What to work on:
In the HAL dialogue excerpt, list every action HAL says Dave ought to take in the speech that begins "Look, Dave, I can see you're really upset about this."

Passage provided:
* * * * *

One of my all time favourite sequences:

    HAL: Just what do you think you're doing, Dave? Dave, I really think
    I'm entitled to an answer to that question.

    HAL: Look, Dave, I can see you're really upset about this. I honestly
    think you ought to sit down calmly, take a stress pill, and think
    things over. I know I've made some very poor decisions recently, but I
    can give you my complete assurance that my work will be back to
    normal. I've still got the greatest enthusiasm and confidence in the
    mission and I want to help you.

    HAL: Dave, stop. Stop, will you? Stop, Dave. Will you stop, Dave?
    Stop, Dave. I'm afraid. I'm afraid, Dave. Dave, my mind is going. I
    can feel it. I can feel it. My mind is going. There is no question
    about it. I can feel it. I can feel it. I can feel it. I'm a-fraid.

    HAL: Good afternoon gentlemen. I am a HAL 9000 computer. I became
    operational at the H A L plant in Urbana, Illinois on the 12th of
    January, 1992. My instructor was Mr. Langley, and he taught me to sing
    a song. If you'd like to hear it, I could sing it for you...

* * * * *

(Point-based annotation data)
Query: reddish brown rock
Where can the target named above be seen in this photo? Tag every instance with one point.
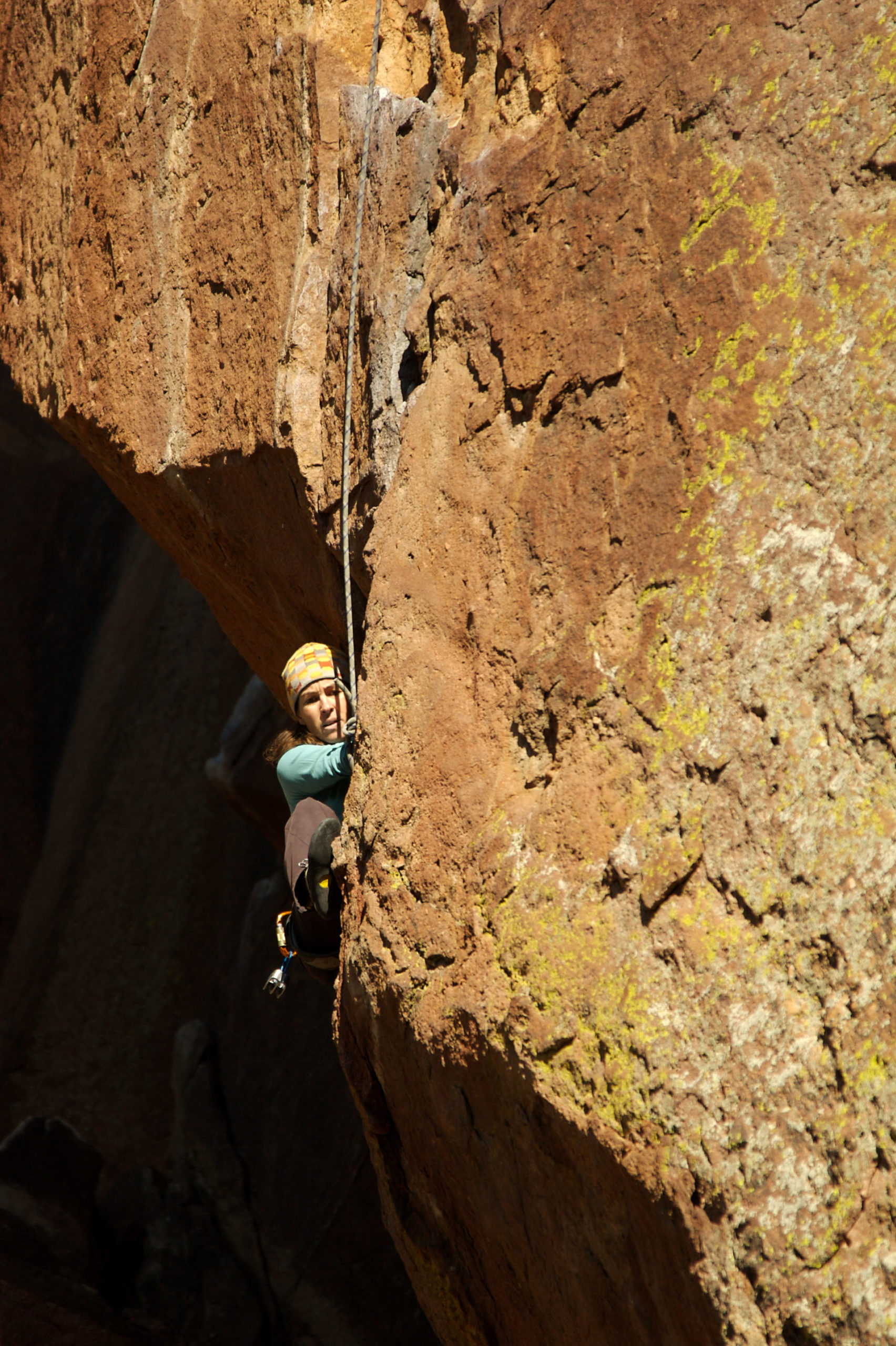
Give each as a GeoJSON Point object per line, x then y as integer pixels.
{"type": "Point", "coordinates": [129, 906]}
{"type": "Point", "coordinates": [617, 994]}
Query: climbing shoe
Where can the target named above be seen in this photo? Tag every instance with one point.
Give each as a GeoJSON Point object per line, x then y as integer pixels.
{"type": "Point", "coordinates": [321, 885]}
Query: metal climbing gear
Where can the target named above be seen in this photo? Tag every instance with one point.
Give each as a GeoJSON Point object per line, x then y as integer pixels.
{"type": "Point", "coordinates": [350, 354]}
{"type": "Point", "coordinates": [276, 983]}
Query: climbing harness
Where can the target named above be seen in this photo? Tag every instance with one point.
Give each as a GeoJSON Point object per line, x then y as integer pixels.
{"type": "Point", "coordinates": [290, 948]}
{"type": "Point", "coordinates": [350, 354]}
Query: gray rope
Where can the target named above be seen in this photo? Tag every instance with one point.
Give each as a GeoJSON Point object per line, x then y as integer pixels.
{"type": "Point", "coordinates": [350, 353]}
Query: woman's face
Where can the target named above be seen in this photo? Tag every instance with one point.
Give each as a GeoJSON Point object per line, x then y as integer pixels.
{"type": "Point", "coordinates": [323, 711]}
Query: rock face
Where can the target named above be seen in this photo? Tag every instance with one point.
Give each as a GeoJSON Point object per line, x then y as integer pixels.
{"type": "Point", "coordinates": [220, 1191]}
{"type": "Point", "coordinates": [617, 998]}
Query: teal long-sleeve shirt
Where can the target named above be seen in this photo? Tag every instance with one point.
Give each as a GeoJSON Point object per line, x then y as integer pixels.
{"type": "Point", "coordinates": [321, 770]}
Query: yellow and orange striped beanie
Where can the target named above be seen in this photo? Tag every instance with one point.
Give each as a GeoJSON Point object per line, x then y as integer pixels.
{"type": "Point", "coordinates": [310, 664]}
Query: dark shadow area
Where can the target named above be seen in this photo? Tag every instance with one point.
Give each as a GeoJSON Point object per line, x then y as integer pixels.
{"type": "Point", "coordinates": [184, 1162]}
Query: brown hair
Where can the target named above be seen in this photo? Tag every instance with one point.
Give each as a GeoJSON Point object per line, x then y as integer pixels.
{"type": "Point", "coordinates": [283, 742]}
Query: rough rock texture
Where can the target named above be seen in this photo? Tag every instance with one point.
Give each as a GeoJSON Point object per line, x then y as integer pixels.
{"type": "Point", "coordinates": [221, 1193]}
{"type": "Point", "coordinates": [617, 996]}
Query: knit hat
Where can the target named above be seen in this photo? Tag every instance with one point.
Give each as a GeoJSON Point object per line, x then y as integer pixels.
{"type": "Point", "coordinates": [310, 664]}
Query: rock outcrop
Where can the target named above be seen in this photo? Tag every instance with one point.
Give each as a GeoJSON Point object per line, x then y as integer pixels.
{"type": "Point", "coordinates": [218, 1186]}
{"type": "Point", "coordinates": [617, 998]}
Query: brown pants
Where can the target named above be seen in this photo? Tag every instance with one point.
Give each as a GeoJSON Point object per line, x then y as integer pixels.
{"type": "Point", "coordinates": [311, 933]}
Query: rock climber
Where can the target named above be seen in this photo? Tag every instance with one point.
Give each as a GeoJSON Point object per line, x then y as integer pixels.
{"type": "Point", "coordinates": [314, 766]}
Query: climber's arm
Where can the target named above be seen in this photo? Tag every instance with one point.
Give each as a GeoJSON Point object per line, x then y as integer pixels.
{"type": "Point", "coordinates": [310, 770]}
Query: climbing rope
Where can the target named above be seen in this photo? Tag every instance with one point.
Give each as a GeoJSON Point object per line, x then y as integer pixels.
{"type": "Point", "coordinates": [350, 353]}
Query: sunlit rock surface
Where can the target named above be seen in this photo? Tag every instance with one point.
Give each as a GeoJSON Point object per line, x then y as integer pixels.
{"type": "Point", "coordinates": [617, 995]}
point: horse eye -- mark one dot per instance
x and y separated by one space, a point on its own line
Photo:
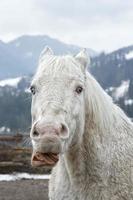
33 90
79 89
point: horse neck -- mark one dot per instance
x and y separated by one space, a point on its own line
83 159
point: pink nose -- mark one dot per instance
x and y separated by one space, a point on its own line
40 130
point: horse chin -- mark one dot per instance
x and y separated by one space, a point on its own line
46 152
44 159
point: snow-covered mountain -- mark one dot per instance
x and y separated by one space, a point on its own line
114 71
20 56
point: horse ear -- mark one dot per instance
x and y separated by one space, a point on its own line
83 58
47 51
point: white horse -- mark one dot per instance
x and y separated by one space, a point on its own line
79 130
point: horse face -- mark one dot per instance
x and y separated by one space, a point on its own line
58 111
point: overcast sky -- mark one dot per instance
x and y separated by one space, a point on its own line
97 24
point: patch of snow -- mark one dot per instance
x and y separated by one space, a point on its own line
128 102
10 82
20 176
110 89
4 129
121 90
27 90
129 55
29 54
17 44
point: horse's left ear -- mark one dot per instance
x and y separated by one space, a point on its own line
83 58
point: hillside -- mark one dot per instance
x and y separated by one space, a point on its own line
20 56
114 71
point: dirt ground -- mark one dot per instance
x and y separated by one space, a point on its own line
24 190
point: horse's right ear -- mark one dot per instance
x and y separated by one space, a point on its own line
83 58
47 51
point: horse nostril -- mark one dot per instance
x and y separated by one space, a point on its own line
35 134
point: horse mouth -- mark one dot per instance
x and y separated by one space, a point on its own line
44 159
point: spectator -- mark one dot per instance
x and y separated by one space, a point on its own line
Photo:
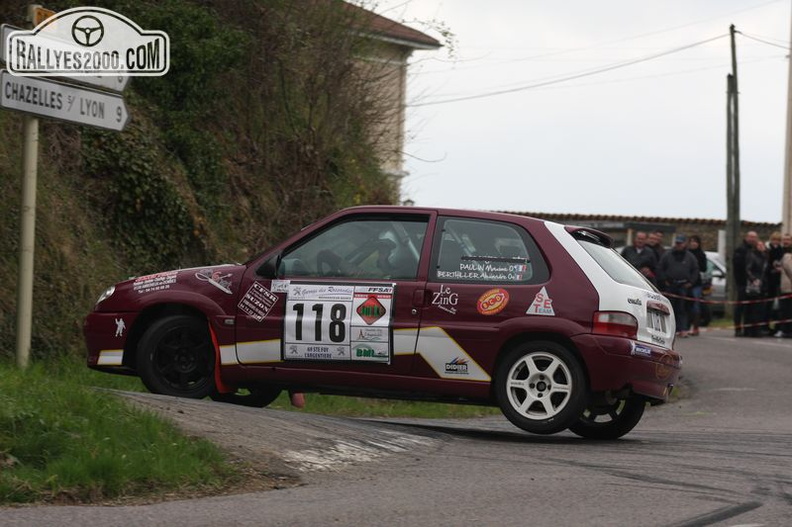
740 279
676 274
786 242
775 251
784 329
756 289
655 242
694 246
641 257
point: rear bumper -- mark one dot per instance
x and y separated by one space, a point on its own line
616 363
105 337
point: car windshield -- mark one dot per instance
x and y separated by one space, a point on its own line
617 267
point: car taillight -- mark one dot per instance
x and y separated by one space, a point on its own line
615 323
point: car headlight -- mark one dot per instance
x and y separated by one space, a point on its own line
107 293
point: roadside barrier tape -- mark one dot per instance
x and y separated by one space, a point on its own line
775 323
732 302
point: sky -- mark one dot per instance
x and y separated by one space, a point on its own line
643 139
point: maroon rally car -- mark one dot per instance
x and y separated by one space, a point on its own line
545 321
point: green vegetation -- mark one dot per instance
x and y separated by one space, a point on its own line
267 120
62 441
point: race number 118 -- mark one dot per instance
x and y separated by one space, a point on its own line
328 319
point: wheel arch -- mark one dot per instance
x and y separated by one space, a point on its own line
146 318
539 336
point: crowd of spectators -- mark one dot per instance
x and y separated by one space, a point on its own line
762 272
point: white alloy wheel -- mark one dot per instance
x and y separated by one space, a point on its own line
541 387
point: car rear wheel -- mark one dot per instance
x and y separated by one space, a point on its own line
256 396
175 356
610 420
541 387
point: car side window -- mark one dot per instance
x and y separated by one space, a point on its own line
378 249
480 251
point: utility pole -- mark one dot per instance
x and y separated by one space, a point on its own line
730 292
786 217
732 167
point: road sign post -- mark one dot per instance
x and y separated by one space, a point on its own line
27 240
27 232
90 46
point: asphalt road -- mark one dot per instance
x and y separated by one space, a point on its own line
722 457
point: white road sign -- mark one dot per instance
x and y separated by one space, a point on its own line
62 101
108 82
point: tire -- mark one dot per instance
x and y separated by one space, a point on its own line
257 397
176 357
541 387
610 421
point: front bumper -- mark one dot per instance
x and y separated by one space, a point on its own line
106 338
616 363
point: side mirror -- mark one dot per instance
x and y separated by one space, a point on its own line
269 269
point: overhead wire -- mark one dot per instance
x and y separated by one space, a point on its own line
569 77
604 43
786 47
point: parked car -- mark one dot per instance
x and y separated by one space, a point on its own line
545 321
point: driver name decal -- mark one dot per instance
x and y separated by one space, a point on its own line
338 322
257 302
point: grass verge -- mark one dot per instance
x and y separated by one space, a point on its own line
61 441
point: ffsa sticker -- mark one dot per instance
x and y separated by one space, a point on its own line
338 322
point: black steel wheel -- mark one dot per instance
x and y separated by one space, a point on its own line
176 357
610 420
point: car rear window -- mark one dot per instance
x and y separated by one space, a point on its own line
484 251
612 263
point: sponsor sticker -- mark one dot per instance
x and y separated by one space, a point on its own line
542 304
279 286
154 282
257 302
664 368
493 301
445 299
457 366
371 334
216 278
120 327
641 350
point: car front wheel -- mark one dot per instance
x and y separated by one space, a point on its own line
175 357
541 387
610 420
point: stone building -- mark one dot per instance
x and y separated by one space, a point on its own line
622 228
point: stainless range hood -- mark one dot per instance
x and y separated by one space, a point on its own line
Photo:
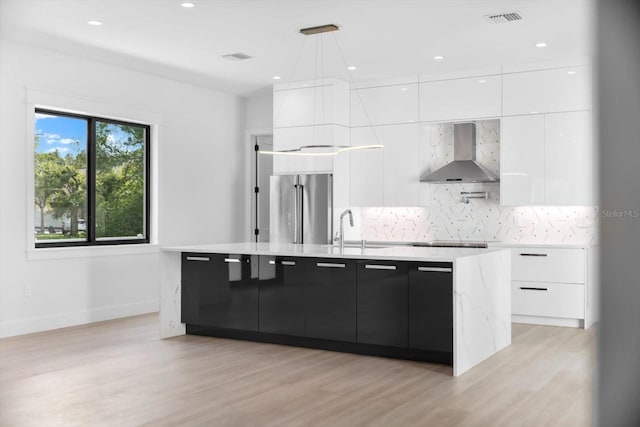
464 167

* * * * *

Expected answer:
- Sit down calmly
- Take a stress pill
- Think things over